• EXERCISE GOAL
Without changing a character, return the entries, but not the images they hold.

• MATERIAL FOR THE TASK
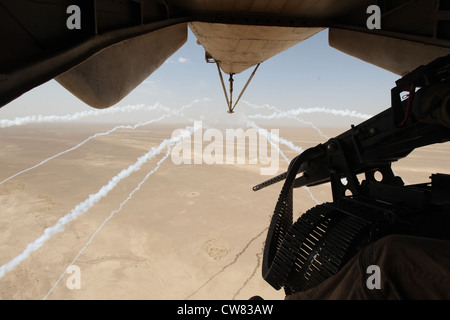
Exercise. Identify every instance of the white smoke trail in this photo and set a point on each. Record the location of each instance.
(90, 113)
(76, 116)
(278, 111)
(94, 198)
(286, 143)
(109, 218)
(169, 112)
(84, 142)
(295, 112)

• EXERCISE SOLUTION
Exercise. Identify every instance of the white smoke trail in this photo and set a point on each. Record the location of each instance.
(90, 113)
(76, 116)
(278, 111)
(94, 198)
(286, 143)
(109, 218)
(169, 112)
(84, 142)
(295, 112)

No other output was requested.